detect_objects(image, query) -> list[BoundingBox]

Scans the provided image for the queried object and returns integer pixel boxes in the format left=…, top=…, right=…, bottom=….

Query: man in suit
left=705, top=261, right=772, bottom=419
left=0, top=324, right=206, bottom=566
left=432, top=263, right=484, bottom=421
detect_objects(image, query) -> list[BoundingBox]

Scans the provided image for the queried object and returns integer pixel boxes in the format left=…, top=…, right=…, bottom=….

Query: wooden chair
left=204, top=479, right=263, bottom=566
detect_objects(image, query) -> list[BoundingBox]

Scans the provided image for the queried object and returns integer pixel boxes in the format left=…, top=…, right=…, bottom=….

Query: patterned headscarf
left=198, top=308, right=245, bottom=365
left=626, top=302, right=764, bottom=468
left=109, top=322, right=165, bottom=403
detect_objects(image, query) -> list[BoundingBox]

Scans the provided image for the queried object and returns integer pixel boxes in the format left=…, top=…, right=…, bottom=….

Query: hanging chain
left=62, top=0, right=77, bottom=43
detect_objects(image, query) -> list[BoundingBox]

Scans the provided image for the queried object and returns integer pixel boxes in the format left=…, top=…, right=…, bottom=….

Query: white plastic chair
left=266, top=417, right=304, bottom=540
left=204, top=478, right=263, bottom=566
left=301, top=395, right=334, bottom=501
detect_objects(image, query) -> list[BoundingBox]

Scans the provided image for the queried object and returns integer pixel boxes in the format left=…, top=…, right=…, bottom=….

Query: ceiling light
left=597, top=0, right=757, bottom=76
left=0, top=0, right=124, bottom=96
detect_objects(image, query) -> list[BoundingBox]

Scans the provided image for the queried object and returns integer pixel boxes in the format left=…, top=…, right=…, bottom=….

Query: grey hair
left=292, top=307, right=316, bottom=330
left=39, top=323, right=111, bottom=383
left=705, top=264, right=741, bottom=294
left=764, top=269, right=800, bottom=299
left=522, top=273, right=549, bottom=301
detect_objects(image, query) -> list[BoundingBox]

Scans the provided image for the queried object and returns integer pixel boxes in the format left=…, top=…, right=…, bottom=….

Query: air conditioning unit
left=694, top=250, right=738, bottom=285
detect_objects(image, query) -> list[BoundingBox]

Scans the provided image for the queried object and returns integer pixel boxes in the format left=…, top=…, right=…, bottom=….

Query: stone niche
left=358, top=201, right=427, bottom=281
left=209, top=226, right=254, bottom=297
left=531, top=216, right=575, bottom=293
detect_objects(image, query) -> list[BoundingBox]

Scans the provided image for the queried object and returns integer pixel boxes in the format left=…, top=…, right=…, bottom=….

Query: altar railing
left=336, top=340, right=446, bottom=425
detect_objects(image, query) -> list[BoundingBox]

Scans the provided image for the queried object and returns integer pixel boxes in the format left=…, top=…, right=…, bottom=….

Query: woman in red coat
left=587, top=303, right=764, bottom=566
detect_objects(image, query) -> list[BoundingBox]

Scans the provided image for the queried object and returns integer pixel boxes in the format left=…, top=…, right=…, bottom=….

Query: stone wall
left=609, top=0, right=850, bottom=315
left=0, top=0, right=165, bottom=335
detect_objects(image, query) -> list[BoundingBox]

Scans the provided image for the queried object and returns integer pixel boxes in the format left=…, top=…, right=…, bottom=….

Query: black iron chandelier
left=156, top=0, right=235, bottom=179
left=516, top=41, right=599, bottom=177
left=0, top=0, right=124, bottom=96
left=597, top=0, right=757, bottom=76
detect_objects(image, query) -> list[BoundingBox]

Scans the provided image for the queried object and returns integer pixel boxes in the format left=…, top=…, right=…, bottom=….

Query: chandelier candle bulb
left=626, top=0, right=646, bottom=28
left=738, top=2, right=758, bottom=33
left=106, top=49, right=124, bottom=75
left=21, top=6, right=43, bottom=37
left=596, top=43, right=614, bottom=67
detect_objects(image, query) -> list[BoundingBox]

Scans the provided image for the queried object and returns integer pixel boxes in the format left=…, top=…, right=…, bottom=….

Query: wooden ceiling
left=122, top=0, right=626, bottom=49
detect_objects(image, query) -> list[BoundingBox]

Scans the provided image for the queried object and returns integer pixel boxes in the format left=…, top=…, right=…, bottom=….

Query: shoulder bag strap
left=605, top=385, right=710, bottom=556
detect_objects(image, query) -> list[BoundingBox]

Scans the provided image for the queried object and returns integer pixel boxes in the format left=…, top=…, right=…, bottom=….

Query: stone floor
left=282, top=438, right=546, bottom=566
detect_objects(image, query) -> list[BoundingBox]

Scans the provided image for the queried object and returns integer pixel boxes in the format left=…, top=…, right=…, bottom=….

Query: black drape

■ ■ ■ ■ ■ ■ ■

(STATED GOAL) Reproduce the items starting at the first line and ending at the line that contains "left=432, top=263, right=484, bottom=421", substituting "blazer" for "suit" and leaving everything else unchanged.

(RESULT OF THIS TASK)
detect_objects(image, query) -> list[BoundingBox]

Scans the provided image for the queried object and returns integer pixel boxes in the format left=…, top=…, right=…, bottom=….

Query: man in blazer
left=705, top=261, right=772, bottom=419
left=0, top=324, right=206, bottom=566
left=432, top=263, right=484, bottom=421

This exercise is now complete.